» **Tasks to perform**:
#1 From the Ethernet shield thread below, translate this sentence into Spanish: "The only way to get communication back is to reset the controller."
#2 Print, without changes, the portion of the Ethernet shield thread below that opens with the words containing "Thanks for the" and closes with "other web services?".

» **Source extract**:

Ethernet Shield Communication Failures (Modifying Core Libraries)

I have a program which polls two other controllers on my network every 5 seconds for status using http. Everything works well for 1-3 hours and then communication is lost to both controllers at the same time. The returned status from the client.connect() function is zero (which is an undocumented response.). The only way to get communication back is to reset the controller. I know both controllers being polled are still functioning through other web services. The web server on the polling controller is still working since my web page is still being updated.

I found a thread for a problem similar to mine in which they modified EthernetClient.cpp file. Here's the link: Ethernet fails connecting after a while -Freetronics Forum

Does anyone have any suggestions on how resolve this problem? How do I incorporate the patch to a core library and rebuild the Arduino app for a Mac?

Thanks for the assistance.

What do you mean by “controllers”? Are these two other “controllers” client or server devices?

I know both controllers being polled are still functioning through other web services.

What other web services?

edit: Here is the client.connect() function from EthernetClient.cpp. If there is no socket available to attempt the connection, or the connection could not be established, then the function returns 0.

int EthernetClient::connect(IPAddress ip, uint16_t port) {
  if (_sock != MAX_SOCK_NUM)
    return 0;

  for (int i = 0; i < MAX_SOCK_NUM; i++) {
    uint8_t s = W5100.readSnSR(i);
    if (s == SnSR::CLOSED || s == SnSR::FIN_WAIT || s == SnSR::CLOSE_WAIT) {
      _sock = i;
      break;
    }
  }

  if (_sock == MAX_SOCK_NUM)
    return 0;

  _srcport++;
  if (_srcport == 0) _srcport = 1024;
  socket(_sock, SnMR::TCP, _srcport, 0);

  if (!::connect(_sock, rawIPAddress(ip), port)) {
    _sock = MAX_SOCK_NUM;
    return 0;
  }

  while (status() != SnSR::ESTABLISHED) {
    delay(1);
    if (status() == SnSR::CLOSED) {
      _sock = MAX_SOCK_NUM;
      return 0;
    }
  }

  return 1;
}

The two controllers being polled are irrigation controllers which provide web pages for control. One of the features that I am using is the JSON (JavaScript Object Notation) web page. This allows me to determined which water valve is currently on. I can reach these pages through my web browser even though my polling controller states it cannot. Everything is fine for 1-3 hours and then it faults out.

» **Material supplied**:
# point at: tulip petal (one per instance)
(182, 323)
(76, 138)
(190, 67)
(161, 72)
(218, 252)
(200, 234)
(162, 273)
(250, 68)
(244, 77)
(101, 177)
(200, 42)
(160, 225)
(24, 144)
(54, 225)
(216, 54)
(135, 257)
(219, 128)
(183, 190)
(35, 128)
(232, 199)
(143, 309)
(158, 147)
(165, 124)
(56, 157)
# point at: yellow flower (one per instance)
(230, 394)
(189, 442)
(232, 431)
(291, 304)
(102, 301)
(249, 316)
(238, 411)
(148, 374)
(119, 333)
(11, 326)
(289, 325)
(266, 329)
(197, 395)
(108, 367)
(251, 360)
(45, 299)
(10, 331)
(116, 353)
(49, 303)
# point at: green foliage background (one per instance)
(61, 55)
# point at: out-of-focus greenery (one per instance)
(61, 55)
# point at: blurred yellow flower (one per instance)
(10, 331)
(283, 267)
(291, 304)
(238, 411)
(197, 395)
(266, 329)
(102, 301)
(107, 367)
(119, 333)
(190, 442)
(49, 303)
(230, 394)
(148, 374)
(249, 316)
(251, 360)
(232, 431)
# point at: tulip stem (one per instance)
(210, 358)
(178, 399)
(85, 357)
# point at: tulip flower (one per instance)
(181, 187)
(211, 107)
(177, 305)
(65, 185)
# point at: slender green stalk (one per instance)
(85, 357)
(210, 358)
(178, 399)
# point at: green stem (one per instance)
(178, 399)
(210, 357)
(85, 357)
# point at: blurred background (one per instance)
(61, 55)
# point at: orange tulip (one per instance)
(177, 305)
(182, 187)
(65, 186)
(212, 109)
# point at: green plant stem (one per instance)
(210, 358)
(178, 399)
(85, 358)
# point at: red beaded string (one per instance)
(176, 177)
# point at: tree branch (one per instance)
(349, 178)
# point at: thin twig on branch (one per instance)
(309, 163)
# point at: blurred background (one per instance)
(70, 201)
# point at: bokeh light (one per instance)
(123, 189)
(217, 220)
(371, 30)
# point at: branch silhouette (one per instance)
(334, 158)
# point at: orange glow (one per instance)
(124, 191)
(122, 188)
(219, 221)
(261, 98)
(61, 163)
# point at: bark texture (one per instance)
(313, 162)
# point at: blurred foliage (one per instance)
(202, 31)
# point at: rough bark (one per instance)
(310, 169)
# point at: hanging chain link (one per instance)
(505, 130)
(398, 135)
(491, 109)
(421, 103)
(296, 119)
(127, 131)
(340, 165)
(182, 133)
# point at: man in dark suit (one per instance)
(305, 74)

» **Answer list**:
#1 La única forma de recuperar la comunicación es reiniciar el controlador.

#2
Thanks for the assistance.

What do you mean by “controllers”? Are these two other “controllers” client or server devices?

I know both controllers being polled are still functioning through other web services.

What other web services?